> Try it: Rewrite the blog post from "5. A piece of" up to and including "a scary place)", swapping "cerebral jukebox" for "mental jukebox".

> Text provided:
************
Friday, May 11, 2012

Friday Five

1. I have one paper standing between me and summer. Well, and the whole packing thing that has to happen. I'm going down south for two weeks before coming back up here to move into the pretty, pretty apartment. I'll keep you all updated though. Suffice it to say, writing this paper is really hard, guys.

2. Last night my MFA classmates and I had our final mentorship readings. I read from Ghost Light, the manuscript I worked on with my mentor this semester. It went really well. Interestingly, trends don't just happen in publishing. They happen in confined spaces. We didn't have classes together this year, and yet there was a definite pattern of ghost stories in our works. Also foxes.

3. A week ago, I volunteered at the Federation for Children with Special Needs annual gala. I've done various things for the Federation over the two years I've been in Boston--mostly social media--but I came in helping to organize the silent auction for the gala. One thing I thought about this year while I was there, was the way in which advocating for someone (a child) is different than advocating for yourself. Not only is the terminology different. The way of seeing the world. When you've grown up with a disability, you don't have anything to compare it to, and that's different from the narrative one usually hears from parents. Not good-or-bad, just different.

4. Tuesday, I signed the papers for my summer job. I'm super oh-my-goodness excited about it, and about working in downtown Boston. Some of it can be sketchy at times (where isn't?) but the office is a block from the Common, which is lovely in summer time!

5. A piece of my childhood. I got introduced to The Brady Bunch during this summer of Brady, and occasionally still get this song stuck in my cerebral jukebox (it's a scary place)
************
> Source information:
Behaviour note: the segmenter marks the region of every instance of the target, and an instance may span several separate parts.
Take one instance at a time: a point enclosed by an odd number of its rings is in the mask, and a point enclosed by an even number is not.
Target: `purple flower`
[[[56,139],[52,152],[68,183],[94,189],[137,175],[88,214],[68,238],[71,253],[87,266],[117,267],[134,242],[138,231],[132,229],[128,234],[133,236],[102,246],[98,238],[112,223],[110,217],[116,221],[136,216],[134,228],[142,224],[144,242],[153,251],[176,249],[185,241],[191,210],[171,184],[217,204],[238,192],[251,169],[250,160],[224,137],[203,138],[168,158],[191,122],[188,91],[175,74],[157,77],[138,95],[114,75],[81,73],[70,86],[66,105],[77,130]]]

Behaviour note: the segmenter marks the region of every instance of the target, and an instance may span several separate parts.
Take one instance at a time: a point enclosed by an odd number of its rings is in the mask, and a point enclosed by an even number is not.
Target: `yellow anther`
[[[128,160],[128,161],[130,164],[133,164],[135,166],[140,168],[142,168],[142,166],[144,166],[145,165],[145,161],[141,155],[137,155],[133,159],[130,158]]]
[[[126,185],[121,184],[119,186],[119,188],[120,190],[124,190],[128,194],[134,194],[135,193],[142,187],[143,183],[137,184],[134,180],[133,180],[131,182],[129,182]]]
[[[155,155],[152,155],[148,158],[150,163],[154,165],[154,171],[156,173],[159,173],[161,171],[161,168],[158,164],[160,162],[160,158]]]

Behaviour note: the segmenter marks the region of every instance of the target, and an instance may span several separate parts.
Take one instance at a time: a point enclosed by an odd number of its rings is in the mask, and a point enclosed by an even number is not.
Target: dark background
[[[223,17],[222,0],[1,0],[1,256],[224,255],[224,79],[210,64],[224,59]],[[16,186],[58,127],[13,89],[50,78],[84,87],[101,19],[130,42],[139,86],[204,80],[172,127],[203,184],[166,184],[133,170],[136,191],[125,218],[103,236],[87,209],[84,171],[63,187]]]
************
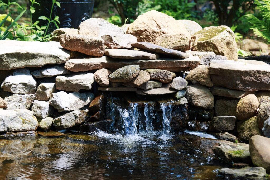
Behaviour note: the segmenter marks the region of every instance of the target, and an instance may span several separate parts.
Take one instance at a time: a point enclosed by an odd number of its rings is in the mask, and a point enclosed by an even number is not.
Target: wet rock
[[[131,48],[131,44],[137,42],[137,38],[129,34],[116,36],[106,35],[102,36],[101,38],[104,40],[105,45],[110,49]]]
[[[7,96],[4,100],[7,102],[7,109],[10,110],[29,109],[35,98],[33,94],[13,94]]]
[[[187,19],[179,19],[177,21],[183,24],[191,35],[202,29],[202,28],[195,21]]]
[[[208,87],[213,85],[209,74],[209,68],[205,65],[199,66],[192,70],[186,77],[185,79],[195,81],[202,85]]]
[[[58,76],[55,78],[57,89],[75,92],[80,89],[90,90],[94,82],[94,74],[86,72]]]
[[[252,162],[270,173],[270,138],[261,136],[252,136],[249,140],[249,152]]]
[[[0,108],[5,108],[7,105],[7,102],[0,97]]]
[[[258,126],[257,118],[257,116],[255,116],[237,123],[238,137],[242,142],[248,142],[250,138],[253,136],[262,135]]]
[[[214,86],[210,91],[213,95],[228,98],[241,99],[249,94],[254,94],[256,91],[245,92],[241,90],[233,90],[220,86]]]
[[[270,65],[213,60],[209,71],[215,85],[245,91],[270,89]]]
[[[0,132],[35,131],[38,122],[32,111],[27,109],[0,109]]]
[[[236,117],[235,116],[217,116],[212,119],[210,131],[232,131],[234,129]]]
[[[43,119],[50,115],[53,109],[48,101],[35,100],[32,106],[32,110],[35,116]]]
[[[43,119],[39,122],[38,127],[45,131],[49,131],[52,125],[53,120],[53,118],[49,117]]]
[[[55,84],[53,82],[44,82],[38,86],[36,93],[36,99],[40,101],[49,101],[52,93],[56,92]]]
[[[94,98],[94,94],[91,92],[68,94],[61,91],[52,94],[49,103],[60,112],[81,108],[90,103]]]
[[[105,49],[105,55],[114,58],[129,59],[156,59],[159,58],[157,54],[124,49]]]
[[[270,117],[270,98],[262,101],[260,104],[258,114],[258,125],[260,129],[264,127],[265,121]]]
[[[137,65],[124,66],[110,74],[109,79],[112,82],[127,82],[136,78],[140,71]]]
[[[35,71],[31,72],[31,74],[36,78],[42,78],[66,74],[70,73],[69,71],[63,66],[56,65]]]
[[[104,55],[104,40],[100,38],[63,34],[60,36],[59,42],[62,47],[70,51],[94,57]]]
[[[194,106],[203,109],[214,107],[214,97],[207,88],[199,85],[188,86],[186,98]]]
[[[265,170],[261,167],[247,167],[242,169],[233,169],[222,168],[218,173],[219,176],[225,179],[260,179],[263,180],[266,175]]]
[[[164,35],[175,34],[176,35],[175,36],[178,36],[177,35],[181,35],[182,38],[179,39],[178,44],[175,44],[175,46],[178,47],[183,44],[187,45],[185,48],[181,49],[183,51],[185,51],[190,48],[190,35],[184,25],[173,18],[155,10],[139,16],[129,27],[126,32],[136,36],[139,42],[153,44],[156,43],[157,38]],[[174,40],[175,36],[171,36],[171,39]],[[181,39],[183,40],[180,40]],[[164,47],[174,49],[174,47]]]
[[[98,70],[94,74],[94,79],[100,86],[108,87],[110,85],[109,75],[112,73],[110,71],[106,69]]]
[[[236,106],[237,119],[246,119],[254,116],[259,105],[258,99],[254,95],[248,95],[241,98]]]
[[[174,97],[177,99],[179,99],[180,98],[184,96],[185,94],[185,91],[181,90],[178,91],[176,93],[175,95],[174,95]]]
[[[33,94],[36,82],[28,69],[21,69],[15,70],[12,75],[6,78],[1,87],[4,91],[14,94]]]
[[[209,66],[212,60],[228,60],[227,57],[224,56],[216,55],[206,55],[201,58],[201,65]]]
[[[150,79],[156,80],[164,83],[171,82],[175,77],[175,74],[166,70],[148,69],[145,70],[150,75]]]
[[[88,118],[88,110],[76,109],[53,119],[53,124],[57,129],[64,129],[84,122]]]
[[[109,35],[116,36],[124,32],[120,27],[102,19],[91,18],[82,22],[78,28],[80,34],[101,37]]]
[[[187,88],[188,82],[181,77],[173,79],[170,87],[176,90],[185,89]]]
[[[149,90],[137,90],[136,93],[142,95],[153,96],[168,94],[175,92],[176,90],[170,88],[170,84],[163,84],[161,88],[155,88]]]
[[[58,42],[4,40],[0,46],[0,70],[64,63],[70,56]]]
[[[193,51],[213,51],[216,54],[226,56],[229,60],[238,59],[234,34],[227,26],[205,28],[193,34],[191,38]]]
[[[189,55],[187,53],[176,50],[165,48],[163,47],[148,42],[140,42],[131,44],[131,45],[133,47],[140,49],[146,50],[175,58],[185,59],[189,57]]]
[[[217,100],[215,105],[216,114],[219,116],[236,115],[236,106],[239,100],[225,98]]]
************
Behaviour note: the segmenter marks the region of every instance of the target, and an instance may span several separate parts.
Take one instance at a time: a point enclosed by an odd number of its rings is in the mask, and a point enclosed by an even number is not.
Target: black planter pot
************
> Exercise response:
5. A piece of my childhood. I got introduced to The Brady Bunch during this summer of Brady, and occasionally still get this song stuck in my mental jukebox (it's a scary place)